### Goal of the exercise
Lay out every line of the items below as a JSON list of strings, one string per line, leaving out blank lines and the pictures.

Photo object pointing items
+ + + + +

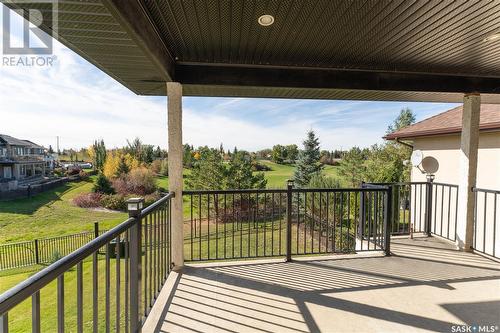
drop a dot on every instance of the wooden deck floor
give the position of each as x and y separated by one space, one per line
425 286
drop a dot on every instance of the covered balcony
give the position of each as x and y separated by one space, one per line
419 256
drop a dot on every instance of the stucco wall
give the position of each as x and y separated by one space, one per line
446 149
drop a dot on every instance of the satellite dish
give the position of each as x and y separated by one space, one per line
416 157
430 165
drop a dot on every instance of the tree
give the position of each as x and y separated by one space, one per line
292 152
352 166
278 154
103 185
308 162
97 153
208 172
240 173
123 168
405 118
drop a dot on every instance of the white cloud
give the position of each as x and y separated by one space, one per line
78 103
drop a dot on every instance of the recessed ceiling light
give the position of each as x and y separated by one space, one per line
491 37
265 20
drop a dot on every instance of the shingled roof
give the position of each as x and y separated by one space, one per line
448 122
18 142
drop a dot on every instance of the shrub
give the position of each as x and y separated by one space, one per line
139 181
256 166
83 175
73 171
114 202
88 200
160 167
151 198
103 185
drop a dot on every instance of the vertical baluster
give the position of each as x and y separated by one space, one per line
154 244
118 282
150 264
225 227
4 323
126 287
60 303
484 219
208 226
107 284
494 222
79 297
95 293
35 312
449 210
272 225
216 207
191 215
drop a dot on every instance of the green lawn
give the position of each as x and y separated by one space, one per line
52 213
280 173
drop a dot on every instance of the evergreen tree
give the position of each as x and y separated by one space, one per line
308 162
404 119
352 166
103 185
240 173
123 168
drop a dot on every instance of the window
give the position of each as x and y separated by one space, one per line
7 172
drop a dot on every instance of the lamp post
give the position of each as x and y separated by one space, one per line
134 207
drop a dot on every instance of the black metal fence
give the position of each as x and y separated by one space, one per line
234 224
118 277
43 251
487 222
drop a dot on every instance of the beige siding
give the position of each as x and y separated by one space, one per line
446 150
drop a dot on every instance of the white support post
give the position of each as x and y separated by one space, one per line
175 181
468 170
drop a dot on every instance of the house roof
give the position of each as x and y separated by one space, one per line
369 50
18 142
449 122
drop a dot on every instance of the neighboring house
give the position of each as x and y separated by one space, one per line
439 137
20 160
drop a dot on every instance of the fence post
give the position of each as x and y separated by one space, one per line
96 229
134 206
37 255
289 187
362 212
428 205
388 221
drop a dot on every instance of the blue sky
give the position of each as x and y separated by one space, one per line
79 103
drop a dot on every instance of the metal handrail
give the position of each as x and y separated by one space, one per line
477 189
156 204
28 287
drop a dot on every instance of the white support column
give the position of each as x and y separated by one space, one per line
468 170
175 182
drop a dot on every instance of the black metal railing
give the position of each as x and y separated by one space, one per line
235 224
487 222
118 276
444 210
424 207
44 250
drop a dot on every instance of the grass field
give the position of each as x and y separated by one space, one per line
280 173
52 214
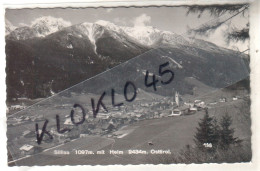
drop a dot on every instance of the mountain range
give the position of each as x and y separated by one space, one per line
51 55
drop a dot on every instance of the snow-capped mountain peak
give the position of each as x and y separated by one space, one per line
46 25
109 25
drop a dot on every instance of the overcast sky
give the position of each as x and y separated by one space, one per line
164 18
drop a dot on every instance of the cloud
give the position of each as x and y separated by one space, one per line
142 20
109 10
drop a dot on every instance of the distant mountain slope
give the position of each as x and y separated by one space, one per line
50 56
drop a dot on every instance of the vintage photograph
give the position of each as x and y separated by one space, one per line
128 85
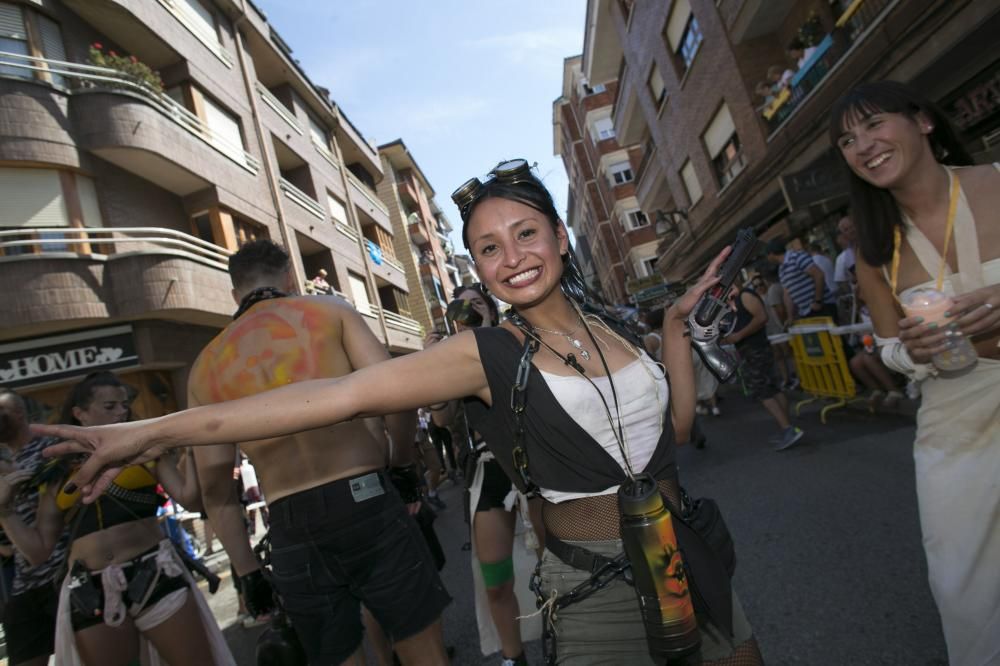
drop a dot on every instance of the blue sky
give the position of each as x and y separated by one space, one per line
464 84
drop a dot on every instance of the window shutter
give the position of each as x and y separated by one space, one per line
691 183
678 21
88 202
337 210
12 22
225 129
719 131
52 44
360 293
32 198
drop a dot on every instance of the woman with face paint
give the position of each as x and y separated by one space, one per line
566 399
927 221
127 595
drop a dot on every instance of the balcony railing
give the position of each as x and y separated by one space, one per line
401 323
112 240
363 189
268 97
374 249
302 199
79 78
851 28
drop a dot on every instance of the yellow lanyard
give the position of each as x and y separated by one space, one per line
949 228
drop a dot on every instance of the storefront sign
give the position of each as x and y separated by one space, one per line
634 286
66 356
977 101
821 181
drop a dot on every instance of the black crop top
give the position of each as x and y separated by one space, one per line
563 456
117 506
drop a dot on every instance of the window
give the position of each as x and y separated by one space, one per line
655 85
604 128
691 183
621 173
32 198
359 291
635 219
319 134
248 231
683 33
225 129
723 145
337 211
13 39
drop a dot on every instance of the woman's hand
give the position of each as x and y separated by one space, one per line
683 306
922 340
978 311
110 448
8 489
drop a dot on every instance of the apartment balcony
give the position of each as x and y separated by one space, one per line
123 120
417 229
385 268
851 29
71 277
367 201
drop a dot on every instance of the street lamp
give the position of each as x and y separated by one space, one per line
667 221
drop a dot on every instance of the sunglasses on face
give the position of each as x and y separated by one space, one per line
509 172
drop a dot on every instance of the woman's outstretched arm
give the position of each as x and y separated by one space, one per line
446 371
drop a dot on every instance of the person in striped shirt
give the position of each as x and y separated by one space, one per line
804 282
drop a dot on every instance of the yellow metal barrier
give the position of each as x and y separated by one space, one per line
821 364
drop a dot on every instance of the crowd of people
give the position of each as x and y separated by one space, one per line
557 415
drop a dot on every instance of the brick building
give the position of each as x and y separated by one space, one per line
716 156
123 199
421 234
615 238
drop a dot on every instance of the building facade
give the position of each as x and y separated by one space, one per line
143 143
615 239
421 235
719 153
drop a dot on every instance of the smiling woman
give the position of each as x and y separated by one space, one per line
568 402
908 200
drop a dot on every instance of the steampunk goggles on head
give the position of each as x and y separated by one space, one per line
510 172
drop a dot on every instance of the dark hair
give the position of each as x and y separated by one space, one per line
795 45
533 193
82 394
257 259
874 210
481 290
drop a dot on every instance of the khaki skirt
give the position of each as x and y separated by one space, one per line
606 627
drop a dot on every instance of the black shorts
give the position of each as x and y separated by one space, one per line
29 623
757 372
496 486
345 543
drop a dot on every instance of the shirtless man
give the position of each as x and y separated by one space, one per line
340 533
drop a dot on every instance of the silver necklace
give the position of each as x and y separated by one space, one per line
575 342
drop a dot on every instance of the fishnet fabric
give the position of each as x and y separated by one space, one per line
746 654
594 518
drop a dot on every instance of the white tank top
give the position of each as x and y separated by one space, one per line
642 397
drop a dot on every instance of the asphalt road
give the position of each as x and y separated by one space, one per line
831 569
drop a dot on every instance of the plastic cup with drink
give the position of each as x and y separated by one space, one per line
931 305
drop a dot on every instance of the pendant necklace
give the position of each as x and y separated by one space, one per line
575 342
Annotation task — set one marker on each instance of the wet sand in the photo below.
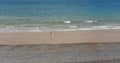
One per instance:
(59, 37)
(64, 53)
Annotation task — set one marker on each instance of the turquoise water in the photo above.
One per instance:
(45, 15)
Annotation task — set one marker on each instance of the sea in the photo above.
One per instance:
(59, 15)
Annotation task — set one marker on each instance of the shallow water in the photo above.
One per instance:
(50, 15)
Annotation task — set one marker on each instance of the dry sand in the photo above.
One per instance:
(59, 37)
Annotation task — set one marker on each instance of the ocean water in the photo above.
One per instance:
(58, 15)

+ + + + +

### Output below
[
  "drop a dot on every instance of the wooden deck floor",
  "give the position of each as x and y separated by one space, one per line",
  "425 286",
  "drop a dot on every instance of the covered balcony",
  "give the position of each as x and y separated by one space, one per line",
  "419 256",
  "drop a dot on every instance of the stucco wall",
  "give the position of each as x and y separated by one space, one per line",
  "446 149",
  "drop a dot on every instance of the satellite dish",
  "give the position of each as x and y separated by one space, one per line",
  "416 157",
  "430 165",
  "drop a dot on every instance of the tree",
  "give the position of each as x and y separated by one space, one per line",
  "292 152",
  "352 166",
  "278 154",
  "103 185",
  "308 162",
  "97 153",
  "208 172",
  "240 173",
  "123 168",
  "405 118",
  "drop a dot on every instance of the white cloud",
  "give the position of each as x and y separated by one space, one per line",
  "78 103",
  "drop a dot on every instance of the recessed ceiling light",
  "give the position of each as x and y separated by one space, one per line",
  "491 37",
  "265 20",
  "drop a dot on every instance of the shingled roof",
  "give the position of each as x and y separated by one space, one per line",
  "448 122",
  "18 142",
  "drop a dot on every instance of the shrub",
  "give the position of each as x and y separated by one space, one per line",
  "139 181",
  "256 166",
  "83 175",
  "73 171",
  "114 202",
  "88 200",
  "160 167",
  "151 198",
  "103 185",
  "drop a dot on every instance of the vertical baluster",
  "give the position of each as x and y separated by one space, one per line",
  "154 244",
  "118 282",
  "150 264",
  "225 227",
  "4 323",
  "126 287",
  "60 303",
  "484 219",
  "208 226",
  "107 284",
  "494 222",
  "79 297",
  "95 293",
  "35 312",
  "449 210",
  "272 225",
  "216 207",
  "191 215",
  "drop a dot on every instance of the green lawn",
  "give the position of each as x and y separated by one space, one per line",
  "52 213",
  "280 173",
  "drop a dot on every instance of the evergreen tree",
  "give the position of each as x and y separated by one space, one per line",
  "308 162",
  "404 119",
  "352 166",
  "103 185",
  "240 173",
  "123 168",
  "drop a dot on every instance of the window",
  "give the position of each as x and y separated by one space, one per line",
  "7 172",
  "drop a dot on every instance of the lamp post",
  "give the position of each as x and y separated by one space, one per line",
  "134 207",
  "drop a dot on every instance of the black metal fence",
  "give the position of each as x and y separated by one space, one per line",
  "234 224",
  "118 277",
  "43 251",
  "487 222",
  "drop a dot on every instance of the beige siding",
  "give the position of each as x and y separated by one space, one per line",
  "446 150",
  "drop a dot on every instance of the white support post",
  "give the position of each as x and y separated by one space, one per line",
  "175 181",
  "468 170",
  "drop a dot on every instance of the house roof",
  "give the position of each as x and y separated by one space, one per line",
  "369 50",
  "18 142",
  "449 122",
  "drop a dot on every instance of the neighboring house",
  "give the position of each as x and y separated by one space, one per line",
  "439 137",
  "20 160",
  "drop a dot on every instance of the fence post",
  "give the position of each as x and y separated by one space, one per line",
  "96 229",
  "134 206",
  "37 255",
  "289 187",
  "362 212",
  "428 205",
  "388 221",
  "drop a dot on every instance of the blue sky",
  "give the position of each as x and y separated by one space, one per line",
  "79 103",
  "drop a dot on every instance of the metal handrail",
  "give the position of each as x and y separated by one space, one per line",
  "477 189",
  "156 204",
  "28 287",
  "drop a dot on every instance of the white support column",
  "give the position of each as x and y separated by one space, one per line",
  "468 170",
  "175 182",
  "drop a dot on every instance of the black metal railing",
  "give the position of each as x and y separated by one space, one per line",
  "235 224",
  "487 222",
  "118 276",
  "444 210",
  "424 207",
  "44 250",
  "drop a dot on every instance of the grass field",
  "give the position of each as x and y separated by one space, one per line",
  "280 173",
  "52 214",
  "drop a dot on every instance of the mountain range",
  "give the position of each as x and y separated by one space, one per line",
  "51 55",
  "drop a dot on every instance of the snow-capped mountain peak",
  "give the position of each as x and y separated by one space, one per line",
  "46 25",
  "109 25",
  "drop a dot on every instance of the overcast sky",
  "give the position of each as x and y separated by one space, one per line",
  "164 18",
  "drop a dot on every instance of the cloud",
  "give the position of each as x and y separated by one space, one per line",
  "142 20",
  "109 10",
  "drop a dot on every instance of the distant mountain slope",
  "give the position of each as x and y separated by one space, one per line",
  "50 56",
  "drop a dot on every instance of the vintage photograph",
  "give the position of each as x and y separated by one space, one per line",
  "128 85",
  "drop a dot on every instance of the blue sky",
  "give the position of each as x and y separated by one space, one per line",
  "464 84",
  "drop a dot on every instance of the window shutter",
  "give the position of each as x and y separated by one space, one per line",
  "691 183",
  "678 21",
  "88 202",
  "337 210",
  "12 22",
  "225 129",
  "719 131",
  "52 44",
  "360 293",
  "32 198",
  "drop a dot on every instance of the woman with face paint",
  "give the position of each as x and y separated by one space, one per line",
  "566 399",
  "927 221",
  "127 595",
  "drop a dot on every instance of the balcony railing",
  "give the position of each as x and y separated by one space, one per line",
  "401 323",
  "112 240",
  "363 189",
  "268 97",
  "374 249",
  "302 199",
  "79 78",
  "851 28",
  "drop a dot on every instance of the yellow lanyard",
  "give the position of each as x and y separated by one space, one per line",
  "949 228",
  "drop a dot on every instance of the storefront sign",
  "give the position of each as x and y separated by one space, one per line",
  "634 286",
  "66 356",
  "977 101",
  "821 181",
  "drop a dot on every instance of the black crop top",
  "give the position of each as x and y separated by one space, one per line",
  "563 456",
  "117 506",
  "drop a dot on every instance of the window",
  "give the position of each as x and y separated by one space, one per line",
  "655 85",
  "604 128",
  "691 183",
  "621 173",
  "32 198",
  "359 291",
  "635 219",
  "319 134",
  "248 231",
  "683 33",
  "225 129",
  "723 145",
  "337 211",
  "13 39",
  "drop a dot on every instance of the woman's hand",
  "give the position of each as x and y separated by one space, one per line",
  "683 306",
  "922 340",
  "978 311",
  "110 448",
  "8 489",
  "drop a dot on every instance of the apartment balcony",
  "give the position of each as x and y separated by one space, one per line",
  "123 120",
  "417 229",
  "385 268",
  "851 29",
  "71 277",
  "367 201",
  "drop a dot on every instance of the street lamp",
  "give the position of each as x and y separated by one space, one per line",
  "667 221",
  "drop a dot on every instance of the sunglasses on face",
  "give the position of each as x and y separated by one space, one per line",
  "509 172",
  "drop a dot on every instance of the woman's outstretched arm",
  "give the position of each as x and y separated by one space, one per line",
  "446 371",
  "drop a dot on every instance of the person in striped shirt",
  "give the position of each as x and y separated by one space, one per line",
  "804 282",
  "drop a dot on every instance of the yellow metal barrier",
  "give the position of each as x and y separated by one space, one per line",
  "821 364",
  "drop a dot on every instance of the crowd of people",
  "give the position of each as x and y separated by one space, one per line",
  "557 415",
  "drop a dot on every instance of the brick building",
  "give the position of each as x and y separated by one space, one per line",
  "716 156",
  "123 199",
  "421 234",
  "615 238",
  "drop a dot on every instance of the building facade",
  "give the position of each as x and y separated by one space, one per line",
  "143 143",
  "615 239",
  "421 235",
  "719 153",
  "drop a dot on every instance of the smiling woman",
  "give the position of each as x and y separated by one space, one per line",
  "568 402",
  "908 200",
  "drop a dot on every instance of the steampunk goggles on head",
  "give the position of each as x and y separated by one space, one per line",
  "510 172",
  "drop a dot on every instance of the dark hair",
  "give the position of each as x and y separated by one space, one per line",
  "795 45",
  "533 193",
  "82 394",
  "257 259",
  "874 210",
  "481 290",
  "drop a dot on every instance of the khaki skirt",
  "give the position of each as x and y separated by one space, one per line",
  "606 627",
  "drop a dot on every instance of the black shorts",
  "give the position of each as x and y separated by one space, one per line",
  "29 623",
  "757 372",
  "496 486",
  "345 543",
  "drop a dot on every instance of the shirtless man",
  "give the position of each as x and y separated by one space, one per line",
  "340 533",
  "drop a dot on every instance of the silver necklace",
  "give the position of each as x and y separated by one space, one per line",
  "575 342",
  "drop a dot on every instance of the fishnet fabric",
  "give the position of each as x and y separated by one space, one per line",
  "746 654",
  "594 518",
  "drop a dot on every instance of the white tank top",
  "give the position of each as x and y separated by one space, one per line",
  "642 397",
  "drop a dot on every instance of the asphalt road",
  "give the position of each as x and y separated by one space, one per line",
  "831 569",
  "drop a dot on every instance of the plastic cup with drink",
  "give the position of each as x and y separated by one space, one per line",
  "931 305",
  "drop a dot on every instance of the pendant necklace",
  "give the position of each as x and y separated by one space, one per line",
  "575 342",
  "Annotation task — set one marker on each instance of the wet sand in the photo below.",
  "One per instance:",
  "(59, 37)",
  "(64, 53)",
  "Annotation task — set one marker on each instance of the turquoise water in the photo above.",
  "One per instance:",
  "(45, 15)",
  "Annotation task — set one marker on each instance of the sea in the photo above.",
  "One per instance:",
  "(59, 15)",
  "Annotation task — set one marker on each instance of the shallow water in the photo above.",
  "One per instance:",
  "(50, 15)",
  "Annotation task — set one marker on each instance of the dry sand in the photo above.",
  "One per instance:",
  "(59, 37)",
  "Annotation task — set one marker on each instance of the ocean water in the photo above.",
  "One per instance:",
  "(58, 15)"
]